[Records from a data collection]
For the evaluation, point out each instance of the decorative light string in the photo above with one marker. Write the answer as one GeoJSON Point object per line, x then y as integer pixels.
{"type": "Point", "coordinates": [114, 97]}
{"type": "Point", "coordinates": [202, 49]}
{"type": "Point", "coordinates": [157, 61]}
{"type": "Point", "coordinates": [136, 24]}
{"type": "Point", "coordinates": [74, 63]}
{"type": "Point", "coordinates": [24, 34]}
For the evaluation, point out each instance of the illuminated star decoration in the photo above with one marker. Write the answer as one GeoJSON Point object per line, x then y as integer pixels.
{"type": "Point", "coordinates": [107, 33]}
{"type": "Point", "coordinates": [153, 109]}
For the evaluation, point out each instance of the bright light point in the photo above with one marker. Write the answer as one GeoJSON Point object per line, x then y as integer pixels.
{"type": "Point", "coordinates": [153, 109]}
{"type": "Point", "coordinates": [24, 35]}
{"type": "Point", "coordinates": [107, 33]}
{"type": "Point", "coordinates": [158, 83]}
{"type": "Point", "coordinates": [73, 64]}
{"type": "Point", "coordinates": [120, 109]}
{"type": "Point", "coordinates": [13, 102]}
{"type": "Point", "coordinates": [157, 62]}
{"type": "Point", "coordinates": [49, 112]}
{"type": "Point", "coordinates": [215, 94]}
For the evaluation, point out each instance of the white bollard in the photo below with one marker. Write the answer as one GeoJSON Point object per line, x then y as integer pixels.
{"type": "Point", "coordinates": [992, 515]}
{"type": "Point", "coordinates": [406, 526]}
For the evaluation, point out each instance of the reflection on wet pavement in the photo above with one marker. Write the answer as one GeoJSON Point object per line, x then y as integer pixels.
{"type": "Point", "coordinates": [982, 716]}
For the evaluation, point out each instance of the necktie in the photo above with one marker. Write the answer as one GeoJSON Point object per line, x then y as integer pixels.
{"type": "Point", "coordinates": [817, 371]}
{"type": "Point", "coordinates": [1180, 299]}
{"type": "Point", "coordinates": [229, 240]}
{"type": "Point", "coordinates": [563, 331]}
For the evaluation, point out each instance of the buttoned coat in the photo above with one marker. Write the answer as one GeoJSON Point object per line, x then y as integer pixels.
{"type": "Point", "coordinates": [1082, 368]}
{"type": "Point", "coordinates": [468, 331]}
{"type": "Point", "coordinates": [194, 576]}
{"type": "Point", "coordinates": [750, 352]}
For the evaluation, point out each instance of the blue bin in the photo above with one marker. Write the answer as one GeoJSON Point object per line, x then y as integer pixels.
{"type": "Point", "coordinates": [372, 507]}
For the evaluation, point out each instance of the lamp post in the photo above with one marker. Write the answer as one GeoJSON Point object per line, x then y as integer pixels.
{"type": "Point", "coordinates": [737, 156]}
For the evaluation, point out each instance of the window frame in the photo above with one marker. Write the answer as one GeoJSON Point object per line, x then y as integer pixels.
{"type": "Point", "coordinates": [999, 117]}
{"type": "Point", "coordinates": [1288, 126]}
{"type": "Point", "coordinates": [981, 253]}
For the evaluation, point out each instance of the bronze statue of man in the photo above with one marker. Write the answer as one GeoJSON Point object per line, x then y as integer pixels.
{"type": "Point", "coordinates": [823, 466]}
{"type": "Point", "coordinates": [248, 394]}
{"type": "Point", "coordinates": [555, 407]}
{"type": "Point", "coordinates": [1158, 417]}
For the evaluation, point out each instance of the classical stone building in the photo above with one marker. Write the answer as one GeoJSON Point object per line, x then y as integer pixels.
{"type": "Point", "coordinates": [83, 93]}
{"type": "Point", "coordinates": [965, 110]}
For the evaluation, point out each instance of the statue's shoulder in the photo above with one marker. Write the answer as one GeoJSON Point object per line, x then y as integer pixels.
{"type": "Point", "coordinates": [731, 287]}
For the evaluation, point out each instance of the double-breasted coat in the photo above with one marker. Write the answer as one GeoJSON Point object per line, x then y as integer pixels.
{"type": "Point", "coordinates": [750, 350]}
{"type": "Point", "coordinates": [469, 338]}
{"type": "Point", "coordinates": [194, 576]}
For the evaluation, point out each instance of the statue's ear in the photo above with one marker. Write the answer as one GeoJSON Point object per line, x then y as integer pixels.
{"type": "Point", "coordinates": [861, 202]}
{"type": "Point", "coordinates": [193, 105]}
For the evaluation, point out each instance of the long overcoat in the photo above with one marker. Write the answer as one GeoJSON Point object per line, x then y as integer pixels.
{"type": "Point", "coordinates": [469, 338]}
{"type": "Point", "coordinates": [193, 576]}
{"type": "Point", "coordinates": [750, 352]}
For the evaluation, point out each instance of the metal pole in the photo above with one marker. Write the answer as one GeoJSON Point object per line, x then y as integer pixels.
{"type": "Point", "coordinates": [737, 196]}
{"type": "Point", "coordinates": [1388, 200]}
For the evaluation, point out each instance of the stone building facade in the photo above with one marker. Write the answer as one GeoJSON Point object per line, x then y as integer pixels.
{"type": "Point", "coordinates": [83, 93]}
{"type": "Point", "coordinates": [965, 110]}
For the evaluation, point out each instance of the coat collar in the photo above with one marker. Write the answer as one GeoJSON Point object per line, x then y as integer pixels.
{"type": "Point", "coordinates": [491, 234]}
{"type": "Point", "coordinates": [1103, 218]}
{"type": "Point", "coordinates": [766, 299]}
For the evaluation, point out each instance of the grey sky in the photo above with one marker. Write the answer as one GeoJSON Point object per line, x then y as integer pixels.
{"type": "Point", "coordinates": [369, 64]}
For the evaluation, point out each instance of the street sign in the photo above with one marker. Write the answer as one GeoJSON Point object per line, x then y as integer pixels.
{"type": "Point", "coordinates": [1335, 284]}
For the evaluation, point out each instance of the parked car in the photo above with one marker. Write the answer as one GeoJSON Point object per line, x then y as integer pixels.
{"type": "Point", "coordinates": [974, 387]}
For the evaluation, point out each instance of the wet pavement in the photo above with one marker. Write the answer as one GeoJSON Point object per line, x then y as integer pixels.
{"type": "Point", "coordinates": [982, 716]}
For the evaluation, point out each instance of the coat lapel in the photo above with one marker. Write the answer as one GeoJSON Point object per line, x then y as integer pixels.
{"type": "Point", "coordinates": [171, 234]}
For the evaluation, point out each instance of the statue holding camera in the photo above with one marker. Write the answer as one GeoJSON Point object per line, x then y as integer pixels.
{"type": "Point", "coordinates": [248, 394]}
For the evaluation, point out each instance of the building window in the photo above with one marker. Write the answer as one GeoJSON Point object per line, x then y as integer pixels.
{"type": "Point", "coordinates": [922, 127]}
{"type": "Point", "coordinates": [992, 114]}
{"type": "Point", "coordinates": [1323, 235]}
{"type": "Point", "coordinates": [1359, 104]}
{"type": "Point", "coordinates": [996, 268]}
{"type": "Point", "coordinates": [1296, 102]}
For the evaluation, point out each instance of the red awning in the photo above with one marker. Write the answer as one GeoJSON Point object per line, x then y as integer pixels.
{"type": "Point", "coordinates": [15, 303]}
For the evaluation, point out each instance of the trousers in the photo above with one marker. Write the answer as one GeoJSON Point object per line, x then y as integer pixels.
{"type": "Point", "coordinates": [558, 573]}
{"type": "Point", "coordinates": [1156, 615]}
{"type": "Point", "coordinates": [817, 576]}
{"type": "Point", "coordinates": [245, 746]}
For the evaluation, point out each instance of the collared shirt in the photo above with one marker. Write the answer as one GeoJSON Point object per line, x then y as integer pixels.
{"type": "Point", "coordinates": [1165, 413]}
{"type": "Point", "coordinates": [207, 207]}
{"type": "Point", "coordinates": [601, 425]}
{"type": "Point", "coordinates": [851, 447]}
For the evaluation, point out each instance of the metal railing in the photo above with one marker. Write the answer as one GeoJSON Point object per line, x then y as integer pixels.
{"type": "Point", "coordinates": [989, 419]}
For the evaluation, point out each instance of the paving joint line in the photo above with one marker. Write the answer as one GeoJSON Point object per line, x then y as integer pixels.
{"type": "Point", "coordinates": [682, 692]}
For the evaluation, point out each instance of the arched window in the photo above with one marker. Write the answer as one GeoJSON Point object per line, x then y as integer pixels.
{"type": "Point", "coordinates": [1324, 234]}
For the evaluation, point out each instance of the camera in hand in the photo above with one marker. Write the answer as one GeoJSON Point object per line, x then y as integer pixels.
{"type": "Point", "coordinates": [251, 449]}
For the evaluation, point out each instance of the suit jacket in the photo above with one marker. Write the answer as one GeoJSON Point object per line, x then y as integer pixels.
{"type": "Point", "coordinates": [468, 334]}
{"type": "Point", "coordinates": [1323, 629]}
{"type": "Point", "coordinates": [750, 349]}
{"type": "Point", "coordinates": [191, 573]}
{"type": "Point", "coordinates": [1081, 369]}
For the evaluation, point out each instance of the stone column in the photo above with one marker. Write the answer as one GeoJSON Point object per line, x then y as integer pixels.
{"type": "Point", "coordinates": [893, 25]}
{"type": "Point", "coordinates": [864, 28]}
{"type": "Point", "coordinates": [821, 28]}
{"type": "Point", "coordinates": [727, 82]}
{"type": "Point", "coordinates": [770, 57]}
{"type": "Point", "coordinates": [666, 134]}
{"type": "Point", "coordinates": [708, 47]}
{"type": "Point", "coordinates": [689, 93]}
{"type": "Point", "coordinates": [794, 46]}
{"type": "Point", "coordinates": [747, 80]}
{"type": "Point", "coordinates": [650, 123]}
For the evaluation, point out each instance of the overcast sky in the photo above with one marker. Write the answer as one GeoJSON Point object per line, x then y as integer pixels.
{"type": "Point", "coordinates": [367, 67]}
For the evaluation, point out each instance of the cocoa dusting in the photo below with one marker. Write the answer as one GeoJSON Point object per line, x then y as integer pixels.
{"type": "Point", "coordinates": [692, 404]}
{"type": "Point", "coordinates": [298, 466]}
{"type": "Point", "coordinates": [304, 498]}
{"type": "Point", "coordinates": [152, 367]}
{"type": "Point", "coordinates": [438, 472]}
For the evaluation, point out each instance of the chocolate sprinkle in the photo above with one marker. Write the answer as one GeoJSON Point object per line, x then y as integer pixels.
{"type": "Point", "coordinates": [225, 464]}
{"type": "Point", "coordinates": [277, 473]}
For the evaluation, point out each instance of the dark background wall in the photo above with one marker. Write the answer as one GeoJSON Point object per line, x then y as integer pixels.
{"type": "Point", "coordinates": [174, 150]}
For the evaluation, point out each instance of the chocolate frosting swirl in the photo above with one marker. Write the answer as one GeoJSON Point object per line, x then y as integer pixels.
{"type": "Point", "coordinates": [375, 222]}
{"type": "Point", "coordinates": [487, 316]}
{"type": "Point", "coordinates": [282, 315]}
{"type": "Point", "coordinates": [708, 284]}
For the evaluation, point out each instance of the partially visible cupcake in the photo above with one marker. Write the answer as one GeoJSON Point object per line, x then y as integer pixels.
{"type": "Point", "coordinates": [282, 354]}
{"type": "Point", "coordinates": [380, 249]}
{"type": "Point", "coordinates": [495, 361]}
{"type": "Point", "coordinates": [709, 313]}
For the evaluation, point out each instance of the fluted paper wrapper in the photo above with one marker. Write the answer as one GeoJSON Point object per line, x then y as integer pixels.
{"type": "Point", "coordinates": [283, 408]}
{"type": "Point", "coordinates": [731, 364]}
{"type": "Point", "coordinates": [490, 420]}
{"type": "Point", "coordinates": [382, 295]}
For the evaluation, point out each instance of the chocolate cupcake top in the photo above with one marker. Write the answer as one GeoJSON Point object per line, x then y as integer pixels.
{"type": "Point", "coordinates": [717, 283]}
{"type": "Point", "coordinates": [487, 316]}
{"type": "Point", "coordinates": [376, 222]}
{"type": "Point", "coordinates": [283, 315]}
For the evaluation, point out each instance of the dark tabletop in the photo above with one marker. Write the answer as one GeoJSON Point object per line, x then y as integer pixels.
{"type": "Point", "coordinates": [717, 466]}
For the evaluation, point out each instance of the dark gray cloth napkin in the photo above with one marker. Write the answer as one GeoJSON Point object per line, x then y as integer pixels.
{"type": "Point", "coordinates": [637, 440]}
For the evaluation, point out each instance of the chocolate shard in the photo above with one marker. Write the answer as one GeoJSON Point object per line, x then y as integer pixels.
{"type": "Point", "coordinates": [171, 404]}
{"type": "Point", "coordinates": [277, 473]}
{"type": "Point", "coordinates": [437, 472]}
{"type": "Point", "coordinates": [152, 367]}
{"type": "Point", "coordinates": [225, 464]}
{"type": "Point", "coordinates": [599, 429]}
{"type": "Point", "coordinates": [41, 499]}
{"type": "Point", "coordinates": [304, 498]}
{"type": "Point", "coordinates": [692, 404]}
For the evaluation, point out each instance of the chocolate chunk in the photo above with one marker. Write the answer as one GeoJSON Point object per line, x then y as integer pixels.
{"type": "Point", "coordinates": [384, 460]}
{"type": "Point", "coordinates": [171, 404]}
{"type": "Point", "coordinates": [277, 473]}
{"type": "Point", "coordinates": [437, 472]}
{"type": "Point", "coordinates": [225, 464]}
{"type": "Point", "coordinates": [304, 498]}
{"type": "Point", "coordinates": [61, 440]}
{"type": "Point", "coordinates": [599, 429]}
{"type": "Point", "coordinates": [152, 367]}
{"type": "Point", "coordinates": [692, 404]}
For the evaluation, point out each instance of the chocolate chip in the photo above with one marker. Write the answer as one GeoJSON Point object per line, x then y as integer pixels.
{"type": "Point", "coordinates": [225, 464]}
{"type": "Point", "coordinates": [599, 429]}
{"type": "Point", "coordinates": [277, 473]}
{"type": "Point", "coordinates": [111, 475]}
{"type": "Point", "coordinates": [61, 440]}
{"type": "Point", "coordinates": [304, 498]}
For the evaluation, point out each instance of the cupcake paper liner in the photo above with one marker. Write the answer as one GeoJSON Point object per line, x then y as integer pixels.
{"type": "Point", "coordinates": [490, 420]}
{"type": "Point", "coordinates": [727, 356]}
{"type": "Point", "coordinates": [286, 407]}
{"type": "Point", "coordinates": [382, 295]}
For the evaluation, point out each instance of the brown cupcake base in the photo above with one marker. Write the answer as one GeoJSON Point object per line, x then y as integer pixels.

GIVEN REQUEST.
From the line holding "For the evaluation, point out each instance of the cupcake" down to the final line above, quote every line exactly and only those lines.

RESULT FOR THIS TASK.
For the evaluation, point out each instance of the cupcake paper liner in the photo above with one marker. Write the answer as one GeoJSON Point object per line, x then y as integer pixels.
{"type": "Point", "coordinates": [490, 420]}
{"type": "Point", "coordinates": [727, 356]}
{"type": "Point", "coordinates": [286, 407]}
{"type": "Point", "coordinates": [382, 295]}
For the evaluation, point out each instance of the brown cupcake base in the photo above with one marker. Write the answer as one GeoJSON Point object per line, x then y as integer pixels.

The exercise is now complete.